Task to carry out
Copy the listing below word for word, starting at the line that contains "Every <instance> is" and ending at the line that contains "box: [48, 183, 73, 212]".

Data for this exercise
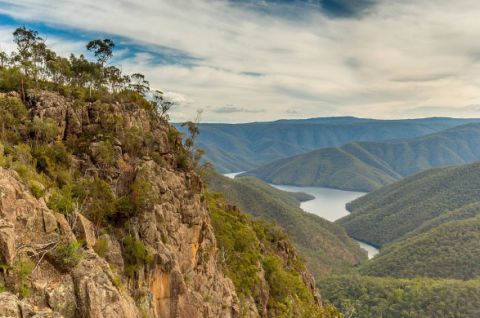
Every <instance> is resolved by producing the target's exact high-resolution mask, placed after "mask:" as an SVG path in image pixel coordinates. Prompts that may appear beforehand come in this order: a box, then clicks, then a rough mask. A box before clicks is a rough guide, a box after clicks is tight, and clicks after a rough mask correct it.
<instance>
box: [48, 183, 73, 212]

---

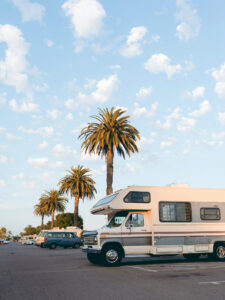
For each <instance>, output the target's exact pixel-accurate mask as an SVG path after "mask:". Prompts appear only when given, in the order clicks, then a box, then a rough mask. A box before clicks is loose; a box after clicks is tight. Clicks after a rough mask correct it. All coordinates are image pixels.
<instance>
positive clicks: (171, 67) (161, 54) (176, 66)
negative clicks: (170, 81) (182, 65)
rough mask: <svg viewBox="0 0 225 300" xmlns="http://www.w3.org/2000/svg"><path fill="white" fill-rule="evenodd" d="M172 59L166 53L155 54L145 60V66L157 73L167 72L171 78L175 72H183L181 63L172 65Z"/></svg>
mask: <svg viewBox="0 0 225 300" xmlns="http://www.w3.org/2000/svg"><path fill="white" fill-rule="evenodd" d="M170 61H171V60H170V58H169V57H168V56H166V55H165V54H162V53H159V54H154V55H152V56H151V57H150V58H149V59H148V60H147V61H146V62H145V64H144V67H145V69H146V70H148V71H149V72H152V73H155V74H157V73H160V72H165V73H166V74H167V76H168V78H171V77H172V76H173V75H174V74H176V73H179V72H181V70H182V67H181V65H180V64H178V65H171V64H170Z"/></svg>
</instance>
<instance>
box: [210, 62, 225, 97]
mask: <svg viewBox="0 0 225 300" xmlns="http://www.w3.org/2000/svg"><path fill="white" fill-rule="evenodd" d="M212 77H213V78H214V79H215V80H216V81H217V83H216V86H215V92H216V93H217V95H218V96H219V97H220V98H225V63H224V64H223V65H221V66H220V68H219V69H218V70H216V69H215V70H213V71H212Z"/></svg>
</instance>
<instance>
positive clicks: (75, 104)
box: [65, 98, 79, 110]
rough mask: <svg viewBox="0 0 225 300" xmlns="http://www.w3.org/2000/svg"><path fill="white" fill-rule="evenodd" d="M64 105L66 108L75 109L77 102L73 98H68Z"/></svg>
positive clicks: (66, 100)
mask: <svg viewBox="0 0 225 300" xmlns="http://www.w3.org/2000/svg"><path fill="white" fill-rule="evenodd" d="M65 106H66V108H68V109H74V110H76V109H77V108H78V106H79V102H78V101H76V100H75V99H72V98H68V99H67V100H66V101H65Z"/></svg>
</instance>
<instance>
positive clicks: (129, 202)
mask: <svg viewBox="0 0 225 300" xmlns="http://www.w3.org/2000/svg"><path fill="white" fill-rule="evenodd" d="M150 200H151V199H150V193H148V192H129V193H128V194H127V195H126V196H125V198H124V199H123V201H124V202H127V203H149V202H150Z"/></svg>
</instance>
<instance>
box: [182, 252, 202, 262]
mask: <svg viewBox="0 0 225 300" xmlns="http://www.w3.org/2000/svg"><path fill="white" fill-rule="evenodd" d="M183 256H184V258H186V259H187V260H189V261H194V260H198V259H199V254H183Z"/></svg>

Output
Every <instance> is resolved by producing the target's exact high-resolution mask, placed after "mask:" as an SVG path in image pixel coordinates. Prompts that may appear beforehand come in this order: a box, then clicks, then a rough mask. A box before clicks is a rough guide, a box after clicks is tight, and clicks after a rough mask correct it.
<instance>
box: [48, 183, 73, 212]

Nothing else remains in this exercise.